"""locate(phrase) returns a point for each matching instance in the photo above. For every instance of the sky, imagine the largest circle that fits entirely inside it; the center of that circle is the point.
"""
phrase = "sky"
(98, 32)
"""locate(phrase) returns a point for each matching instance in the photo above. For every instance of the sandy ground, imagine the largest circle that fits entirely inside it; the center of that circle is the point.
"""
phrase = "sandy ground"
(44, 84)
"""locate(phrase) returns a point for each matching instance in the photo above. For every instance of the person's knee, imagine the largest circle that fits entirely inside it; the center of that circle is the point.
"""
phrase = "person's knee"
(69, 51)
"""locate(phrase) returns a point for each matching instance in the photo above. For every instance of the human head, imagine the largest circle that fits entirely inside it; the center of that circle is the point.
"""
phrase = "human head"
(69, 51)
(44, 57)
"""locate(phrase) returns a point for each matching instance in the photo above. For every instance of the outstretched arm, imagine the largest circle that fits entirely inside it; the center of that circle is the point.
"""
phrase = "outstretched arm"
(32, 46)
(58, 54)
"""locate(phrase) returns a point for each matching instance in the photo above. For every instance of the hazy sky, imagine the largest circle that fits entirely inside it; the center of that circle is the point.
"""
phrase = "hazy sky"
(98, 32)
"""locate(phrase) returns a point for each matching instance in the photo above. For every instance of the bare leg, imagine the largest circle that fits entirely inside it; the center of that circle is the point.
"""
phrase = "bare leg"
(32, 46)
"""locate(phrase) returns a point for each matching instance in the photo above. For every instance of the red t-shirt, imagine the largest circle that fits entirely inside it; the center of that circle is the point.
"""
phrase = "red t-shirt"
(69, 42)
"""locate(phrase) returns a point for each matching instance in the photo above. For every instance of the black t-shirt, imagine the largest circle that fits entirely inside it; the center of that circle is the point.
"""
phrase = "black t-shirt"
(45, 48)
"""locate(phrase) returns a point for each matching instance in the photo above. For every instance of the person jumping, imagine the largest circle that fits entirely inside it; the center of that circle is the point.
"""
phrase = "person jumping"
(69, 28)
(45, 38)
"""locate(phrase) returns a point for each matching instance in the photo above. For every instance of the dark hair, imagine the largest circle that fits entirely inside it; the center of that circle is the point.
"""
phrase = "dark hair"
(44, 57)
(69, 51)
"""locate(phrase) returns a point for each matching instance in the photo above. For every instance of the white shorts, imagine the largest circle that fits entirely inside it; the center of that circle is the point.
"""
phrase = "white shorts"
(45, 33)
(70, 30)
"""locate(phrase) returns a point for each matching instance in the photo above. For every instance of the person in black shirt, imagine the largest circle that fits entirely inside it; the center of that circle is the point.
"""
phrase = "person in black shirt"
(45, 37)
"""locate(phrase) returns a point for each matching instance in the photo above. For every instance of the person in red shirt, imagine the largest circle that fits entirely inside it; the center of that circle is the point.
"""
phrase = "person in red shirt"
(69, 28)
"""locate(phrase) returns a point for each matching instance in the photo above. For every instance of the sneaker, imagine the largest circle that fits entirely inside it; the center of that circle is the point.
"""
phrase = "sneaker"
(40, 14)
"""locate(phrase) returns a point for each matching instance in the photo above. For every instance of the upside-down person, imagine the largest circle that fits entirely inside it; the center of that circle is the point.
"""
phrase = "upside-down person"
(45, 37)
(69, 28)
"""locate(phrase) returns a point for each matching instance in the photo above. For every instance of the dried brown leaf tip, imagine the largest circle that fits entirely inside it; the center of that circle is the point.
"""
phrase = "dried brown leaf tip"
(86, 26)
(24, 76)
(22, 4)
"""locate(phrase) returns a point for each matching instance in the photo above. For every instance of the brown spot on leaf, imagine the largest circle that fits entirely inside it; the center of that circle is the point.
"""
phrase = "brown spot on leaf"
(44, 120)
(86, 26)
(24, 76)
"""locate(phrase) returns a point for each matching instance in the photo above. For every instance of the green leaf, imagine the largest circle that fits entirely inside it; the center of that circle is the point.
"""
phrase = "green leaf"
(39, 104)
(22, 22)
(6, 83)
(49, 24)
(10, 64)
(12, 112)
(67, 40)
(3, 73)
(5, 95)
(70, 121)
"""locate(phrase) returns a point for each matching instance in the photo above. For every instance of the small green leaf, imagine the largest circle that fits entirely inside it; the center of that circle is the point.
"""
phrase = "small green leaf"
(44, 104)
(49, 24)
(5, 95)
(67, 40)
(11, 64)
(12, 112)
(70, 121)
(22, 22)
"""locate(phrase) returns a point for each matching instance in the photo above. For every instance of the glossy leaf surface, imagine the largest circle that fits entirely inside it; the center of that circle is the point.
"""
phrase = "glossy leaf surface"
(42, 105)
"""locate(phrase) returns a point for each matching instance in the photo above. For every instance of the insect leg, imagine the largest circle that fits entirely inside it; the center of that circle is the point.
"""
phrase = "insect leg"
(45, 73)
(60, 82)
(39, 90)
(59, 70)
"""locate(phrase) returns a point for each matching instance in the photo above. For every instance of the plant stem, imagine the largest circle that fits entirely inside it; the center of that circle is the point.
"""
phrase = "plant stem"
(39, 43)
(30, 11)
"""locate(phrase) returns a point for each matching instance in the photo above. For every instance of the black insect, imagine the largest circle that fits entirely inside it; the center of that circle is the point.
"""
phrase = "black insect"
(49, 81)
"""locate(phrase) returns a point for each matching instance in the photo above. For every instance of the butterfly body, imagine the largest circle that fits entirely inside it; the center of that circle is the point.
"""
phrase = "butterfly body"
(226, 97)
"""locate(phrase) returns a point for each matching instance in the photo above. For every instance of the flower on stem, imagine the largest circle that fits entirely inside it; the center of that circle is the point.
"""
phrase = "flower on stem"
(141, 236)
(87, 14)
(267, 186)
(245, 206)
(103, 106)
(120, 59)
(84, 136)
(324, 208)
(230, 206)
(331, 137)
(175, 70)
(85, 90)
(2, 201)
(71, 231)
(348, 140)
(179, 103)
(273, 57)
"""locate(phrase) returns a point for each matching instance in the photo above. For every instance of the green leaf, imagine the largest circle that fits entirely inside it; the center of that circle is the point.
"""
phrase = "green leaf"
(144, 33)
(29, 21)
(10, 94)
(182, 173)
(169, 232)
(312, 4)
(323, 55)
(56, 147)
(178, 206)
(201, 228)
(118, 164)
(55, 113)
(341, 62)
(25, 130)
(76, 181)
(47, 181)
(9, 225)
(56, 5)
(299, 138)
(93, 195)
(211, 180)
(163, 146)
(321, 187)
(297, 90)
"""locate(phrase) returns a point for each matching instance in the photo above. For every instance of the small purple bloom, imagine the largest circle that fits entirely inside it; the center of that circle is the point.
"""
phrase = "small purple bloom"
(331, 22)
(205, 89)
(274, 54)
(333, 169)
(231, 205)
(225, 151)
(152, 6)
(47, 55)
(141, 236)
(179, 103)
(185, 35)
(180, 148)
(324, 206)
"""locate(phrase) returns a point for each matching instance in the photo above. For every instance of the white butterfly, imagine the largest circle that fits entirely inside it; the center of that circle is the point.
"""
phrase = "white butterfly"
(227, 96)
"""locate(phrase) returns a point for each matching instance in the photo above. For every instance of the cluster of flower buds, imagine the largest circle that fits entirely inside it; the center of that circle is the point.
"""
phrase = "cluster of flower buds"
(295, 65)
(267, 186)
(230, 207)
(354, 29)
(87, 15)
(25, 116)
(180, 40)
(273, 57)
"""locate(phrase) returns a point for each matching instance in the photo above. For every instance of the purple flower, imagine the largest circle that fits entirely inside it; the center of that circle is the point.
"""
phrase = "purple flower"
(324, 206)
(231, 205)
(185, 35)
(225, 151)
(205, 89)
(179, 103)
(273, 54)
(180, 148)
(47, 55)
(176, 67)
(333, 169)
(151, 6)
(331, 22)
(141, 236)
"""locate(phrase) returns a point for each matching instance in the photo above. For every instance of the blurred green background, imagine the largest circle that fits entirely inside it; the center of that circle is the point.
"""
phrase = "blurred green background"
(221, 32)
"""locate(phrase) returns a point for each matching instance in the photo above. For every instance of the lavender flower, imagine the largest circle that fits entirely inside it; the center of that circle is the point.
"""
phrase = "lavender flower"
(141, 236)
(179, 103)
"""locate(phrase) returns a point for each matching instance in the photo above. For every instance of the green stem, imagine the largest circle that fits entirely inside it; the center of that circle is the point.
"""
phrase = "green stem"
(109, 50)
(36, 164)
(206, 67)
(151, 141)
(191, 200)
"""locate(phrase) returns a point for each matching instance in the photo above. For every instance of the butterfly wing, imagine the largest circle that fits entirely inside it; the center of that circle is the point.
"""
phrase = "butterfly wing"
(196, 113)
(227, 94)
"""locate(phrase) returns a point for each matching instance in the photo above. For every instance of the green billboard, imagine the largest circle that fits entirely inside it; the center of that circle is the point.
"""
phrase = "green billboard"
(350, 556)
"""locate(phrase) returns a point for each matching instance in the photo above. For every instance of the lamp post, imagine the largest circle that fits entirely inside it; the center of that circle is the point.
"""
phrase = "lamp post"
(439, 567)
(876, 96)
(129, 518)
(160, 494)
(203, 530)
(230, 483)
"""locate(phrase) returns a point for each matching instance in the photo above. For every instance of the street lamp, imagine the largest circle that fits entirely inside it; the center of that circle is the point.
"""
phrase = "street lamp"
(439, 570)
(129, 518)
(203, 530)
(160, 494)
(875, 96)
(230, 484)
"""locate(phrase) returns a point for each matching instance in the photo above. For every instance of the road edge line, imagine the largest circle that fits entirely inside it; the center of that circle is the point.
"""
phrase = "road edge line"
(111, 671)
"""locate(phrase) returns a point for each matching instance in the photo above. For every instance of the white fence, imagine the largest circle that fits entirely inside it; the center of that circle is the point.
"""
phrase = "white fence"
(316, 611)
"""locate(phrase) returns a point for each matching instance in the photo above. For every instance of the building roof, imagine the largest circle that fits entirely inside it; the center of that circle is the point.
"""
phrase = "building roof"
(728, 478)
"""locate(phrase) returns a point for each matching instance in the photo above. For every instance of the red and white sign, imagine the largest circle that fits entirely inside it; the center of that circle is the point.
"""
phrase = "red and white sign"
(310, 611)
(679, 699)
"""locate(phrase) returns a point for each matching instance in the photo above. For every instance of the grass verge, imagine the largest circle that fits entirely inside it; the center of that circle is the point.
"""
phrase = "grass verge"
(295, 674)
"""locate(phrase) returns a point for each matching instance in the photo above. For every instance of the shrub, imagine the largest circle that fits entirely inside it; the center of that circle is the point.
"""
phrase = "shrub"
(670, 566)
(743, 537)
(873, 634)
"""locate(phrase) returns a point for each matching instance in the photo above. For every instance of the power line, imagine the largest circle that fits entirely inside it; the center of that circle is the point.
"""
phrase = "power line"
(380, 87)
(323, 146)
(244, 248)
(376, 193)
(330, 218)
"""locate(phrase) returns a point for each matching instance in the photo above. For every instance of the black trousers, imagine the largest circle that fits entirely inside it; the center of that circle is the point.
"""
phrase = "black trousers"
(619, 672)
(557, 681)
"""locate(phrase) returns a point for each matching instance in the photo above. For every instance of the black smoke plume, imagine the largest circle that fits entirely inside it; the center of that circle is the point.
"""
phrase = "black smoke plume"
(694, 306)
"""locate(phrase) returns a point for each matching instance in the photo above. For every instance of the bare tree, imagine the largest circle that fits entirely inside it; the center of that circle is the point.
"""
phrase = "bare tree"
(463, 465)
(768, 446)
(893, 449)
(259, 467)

---

Retype only the lines running from the line with "of the power" to the end of the listing, including both of those lines.

"""locate(phrase) returns a point for each matching instance in the photo above. For every instance of the power line, imagine the largest circle that fits entirely inside it; the center of that circle is the point.
"""
phrase = "power line"
(380, 87)
(323, 146)
(244, 248)
(376, 193)
(330, 218)
"""locate(phrase) returns a point for each matching instance in the photo above. For every instance of the black trousers, imagine the largest circle that fits entirely inside it; the center of that circle is the point.
"""
phrase = "black trousers"
(619, 672)
(557, 681)
"""locate(phrase) returns a point for each matching instance in the photo above. For every instance of the black smoke plume, imagine the largest circle that fits entirely inside it; the center of that circle is the point.
"""
phrase = "black smoke plume"
(694, 306)
"""locate(phrase) returns a point for each matching instance in the photo above. For every instance of the bare tree, imagine the largest circle that fits entirely inside it; the center of that circle is the point.
"""
phrase = "bare tree"
(463, 465)
(768, 446)
(893, 449)
(259, 467)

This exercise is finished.